### Excerpted text
---+---

Monday, 31 December 2012

Ironies of the Nativity in Matthew 2 A Carol Service with a difference!


A guest post by my brother, Richard Matcham, who pastors a church in Torquay, based upon a recent carol service. 
2:1 “Now after Jesus was born in Bethlehem of Judea…”
Bethlehem. The ancestral birth place of the great King David, through whose line the promised Messiah would come. So Jesus was born of a royal human line in fulfillment of Scripture and the hope of the word. Born in a place which means “House of Bread” – a clue to His own identity as the Bread of Heaven, the bread which fed the Israelites in their wandering wilderness, and ultimately, his claim to be the Bread of Life. “No one lives by bread alone, but by every word that comes from the mouth of God.” Jesus is the Word of God that comes from the mouth of God. It is on Him we feed and find true sustenance. And it is through the archetypal King David that the True King comes – Jesus!
2:1 “…in the days of Herod the King…”
In the days of one king, is born another. In the days of a false king, an example of human pomp and arrogance, is born the true King, in humility and weakness. A King born into this world, whose kingdom is not of this world. A heavenly fulfillment of an earthly promise: He shall reign forever, King of Kings and Lord of lords.
2:2 “…wise men came saying, ‘Where is he who is born King of the Jews? We have come to worship him.’”
Wise men sought Jesus. Wise men still do. Wise men seeking a king, the King, but no ordinary King. This is wise men seeking the wisdom of God. And this wisdom is foolishness to men, but still it is wiser than our wisest. So there they kneel; there they bow; wise men with their gifts to the child, when it was the child who made the universe, such is God’s wisdom.
2:3 “…Herod assembled the chief priests and scribes and they told him that the prophet had said the Messiah would be born in Bethlehem…”
The scribes and chief priests had searched and known the Scriptures. Jesus would say years later to this group, “You search the Scriptures because you think that in them you have eternal life; but it is they that testify about me.” The chief priests had missed the testimony of the Great High Priest among them, one like Moses who would save his people.

---+---

### Data extract
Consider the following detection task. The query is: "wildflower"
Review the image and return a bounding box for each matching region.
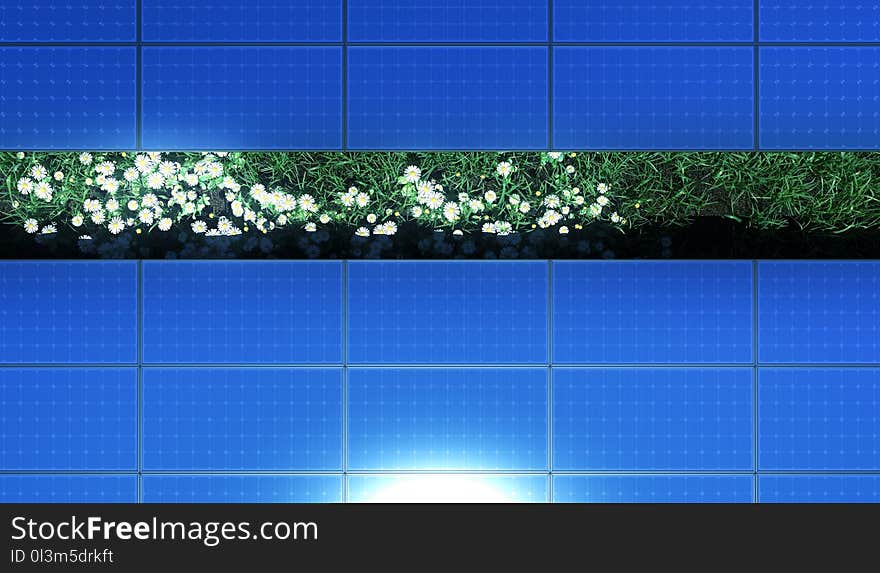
[34,181,52,201]
[107,217,125,235]
[17,177,34,195]
[138,209,153,225]
[443,201,461,223]
[147,172,165,189]
[31,165,49,181]
[403,165,422,183]
[95,161,116,177]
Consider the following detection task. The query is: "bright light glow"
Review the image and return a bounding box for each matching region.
[367,475,515,503]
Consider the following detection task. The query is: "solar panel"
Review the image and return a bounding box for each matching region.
[0,474,137,503]
[553,0,754,42]
[143,368,342,470]
[0,261,137,363]
[0,0,137,42]
[758,475,880,503]
[553,475,754,503]
[760,47,880,149]
[348,474,548,503]
[347,46,548,150]
[143,261,342,363]
[348,0,548,43]
[0,367,138,470]
[143,46,342,150]
[348,261,548,364]
[141,0,342,43]
[758,261,880,363]
[0,47,137,150]
[553,368,753,471]
[759,0,880,42]
[553,46,754,150]
[348,368,547,471]
[553,261,754,364]
[758,368,880,470]
[143,475,342,503]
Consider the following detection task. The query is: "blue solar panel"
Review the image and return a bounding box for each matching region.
[553,47,754,149]
[553,261,753,363]
[143,368,342,470]
[348,0,548,42]
[0,261,137,363]
[760,47,880,149]
[553,368,753,470]
[758,261,880,363]
[758,475,880,503]
[143,261,342,363]
[0,368,137,470]
[348,474,547,503]
[0,47,137,149]
[143,46,342,149]
[348,368,547,470]
[553,475,754,503]
[142,0,342,42]
[759,0,880,42]
[0,0,137,42]
[143,475,342,503]
[348,261,548,363]
[553,0,754,42]
[0,474,137,503]
[348,46,548,150]
[758,368,880,470]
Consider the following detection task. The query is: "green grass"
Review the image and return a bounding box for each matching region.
[0,152,880,237]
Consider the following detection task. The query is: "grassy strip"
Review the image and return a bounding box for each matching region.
[0,152,880,233]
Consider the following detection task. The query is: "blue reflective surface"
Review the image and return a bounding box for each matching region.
[553,368,753,470]
[143,368,342,470]
[0,368,138,470]
[553,475,754,503]
[348,368,547,470]
[144,475,342,503]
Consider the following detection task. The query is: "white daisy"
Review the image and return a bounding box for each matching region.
[17,177,34,195]
[495,161,513,177]
[403,165,422,183]
[107,217,125,235]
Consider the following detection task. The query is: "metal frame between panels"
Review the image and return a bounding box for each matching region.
[0,260,880,502]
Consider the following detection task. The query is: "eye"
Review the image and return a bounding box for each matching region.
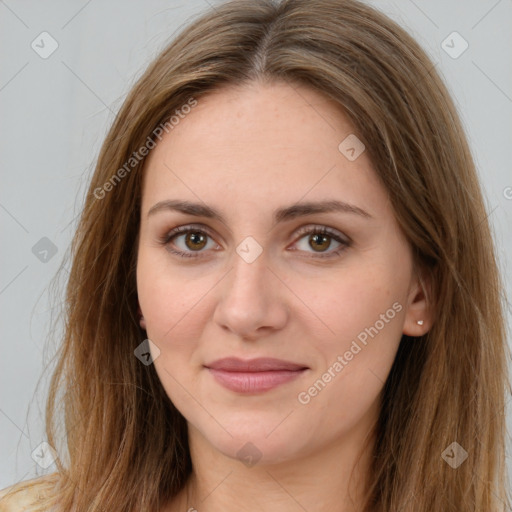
[159,225,351,258]
[159,226,218,258]
[294,226,350,258]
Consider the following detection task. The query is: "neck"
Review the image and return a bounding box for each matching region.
[166,416,375,512]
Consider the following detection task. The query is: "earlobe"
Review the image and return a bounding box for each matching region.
[137,305,146,330]
[403,272,432,337]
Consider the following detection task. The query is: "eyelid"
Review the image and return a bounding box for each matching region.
[159,223,353,259]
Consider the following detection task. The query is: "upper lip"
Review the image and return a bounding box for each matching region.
[205,357,308,372]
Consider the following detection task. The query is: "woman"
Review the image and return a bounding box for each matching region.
[0,0,510,512]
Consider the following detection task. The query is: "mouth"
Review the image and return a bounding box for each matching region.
[205,358,309,394]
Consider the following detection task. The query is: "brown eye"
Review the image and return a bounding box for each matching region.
[185,231,206,251]
[309,233,331,252]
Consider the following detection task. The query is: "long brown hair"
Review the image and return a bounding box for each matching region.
[3,0,510,512]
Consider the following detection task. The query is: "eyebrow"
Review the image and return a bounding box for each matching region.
[148,199,373,225]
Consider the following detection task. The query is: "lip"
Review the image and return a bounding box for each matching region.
[205,357,309,393]
[205,357,308,372]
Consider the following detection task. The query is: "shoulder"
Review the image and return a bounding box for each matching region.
[0,476,58,512]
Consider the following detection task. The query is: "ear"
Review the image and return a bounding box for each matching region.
[403,274,433,337]
[137,304,146,330]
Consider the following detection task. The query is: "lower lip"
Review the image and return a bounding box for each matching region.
[208,368,307,393]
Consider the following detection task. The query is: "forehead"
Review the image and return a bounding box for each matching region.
[143,83,385,218]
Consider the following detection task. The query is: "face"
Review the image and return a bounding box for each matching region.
[137,79,429,463]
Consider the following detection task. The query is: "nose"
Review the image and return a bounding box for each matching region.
[213,243,289,340]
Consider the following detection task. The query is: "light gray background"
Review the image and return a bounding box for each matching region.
[0,0,512,496]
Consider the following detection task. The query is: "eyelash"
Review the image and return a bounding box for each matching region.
[158,225,351,259]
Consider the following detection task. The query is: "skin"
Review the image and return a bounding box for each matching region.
[137,83,431,512]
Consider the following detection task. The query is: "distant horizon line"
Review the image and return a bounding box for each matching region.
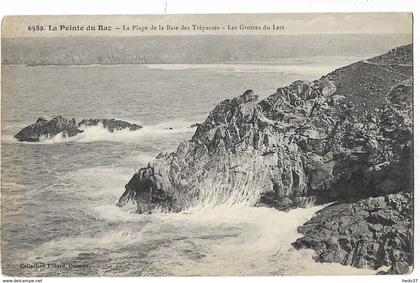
[1,32,413,39]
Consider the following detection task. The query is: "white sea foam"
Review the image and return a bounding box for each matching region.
[30,207,376,276]
[2,120,195,144]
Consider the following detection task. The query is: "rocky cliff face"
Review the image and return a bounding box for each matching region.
[118,45,413,272]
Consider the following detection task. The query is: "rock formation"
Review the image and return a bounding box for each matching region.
[293,193,414,273]
[118,45,413,269]
[15,115,141,142]
[15,115,82,142]
[78,119,142,133]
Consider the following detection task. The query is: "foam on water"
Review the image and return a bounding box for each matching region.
[2,120,195,144]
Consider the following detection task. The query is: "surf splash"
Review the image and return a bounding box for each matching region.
[2,120,195,144]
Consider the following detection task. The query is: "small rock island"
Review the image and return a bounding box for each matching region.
[14,115,142,142]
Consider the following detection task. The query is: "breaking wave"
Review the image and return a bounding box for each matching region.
[1,120,195,144]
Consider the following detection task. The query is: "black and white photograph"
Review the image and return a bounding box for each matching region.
[1,12,418,282]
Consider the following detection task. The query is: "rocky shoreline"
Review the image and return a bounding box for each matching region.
[14,115,142,142]
[118,45,413,273]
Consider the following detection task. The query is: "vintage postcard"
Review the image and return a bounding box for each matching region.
[1,13,414,277]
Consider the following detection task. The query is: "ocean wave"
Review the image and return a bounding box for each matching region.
[1,120,195,144]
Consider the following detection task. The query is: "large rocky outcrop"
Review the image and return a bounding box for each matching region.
[293,193,414,273]
[118,45,413,270]
[15,115,142,142]
[119,45,412,212]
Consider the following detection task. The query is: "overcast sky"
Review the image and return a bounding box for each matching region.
[2,13,412,37]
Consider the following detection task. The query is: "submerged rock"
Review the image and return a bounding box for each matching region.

---+---

### Required task A
According to the Matthew 2 post, what does the name Bethlehem mean?
### Required task B
Rewrite the Matthew 2 post starting at "A guest post" and ending at "comes – Jesus!", substituting "Exeter" for "Torquay".
Rely only on the Matthew 2 post for what follows.

### Written reply A
"House of Bread."

### Written reply B
A guest post by my brother, Richard Matcham, who pastors a church in Exeter, based upon a recent carol service. 
2:1 “Now after Jesus was born in Bethlehem of Judea…”
Bethlehem. The ancestral birth place of the great King David, through whose line the promised Messiah would come. So Jesus was born of a royal human line in fulfillment of Scripture and the hope of the word. Born in a place which means “House of Bread” – a clue to His own identity as the Bread of Heaven, the bread which fed the Israelites in their wandering wilderness, and ultimately, his claim to be the Bread of Life. “No one lives by bread alone, but by every word that comes from the mouth of God.” Jesus is the Word of God that comes from the mouth of God. It is on Him we feed and find true sustenance. And it is through the archetypal King David that the True King comes – Jesus!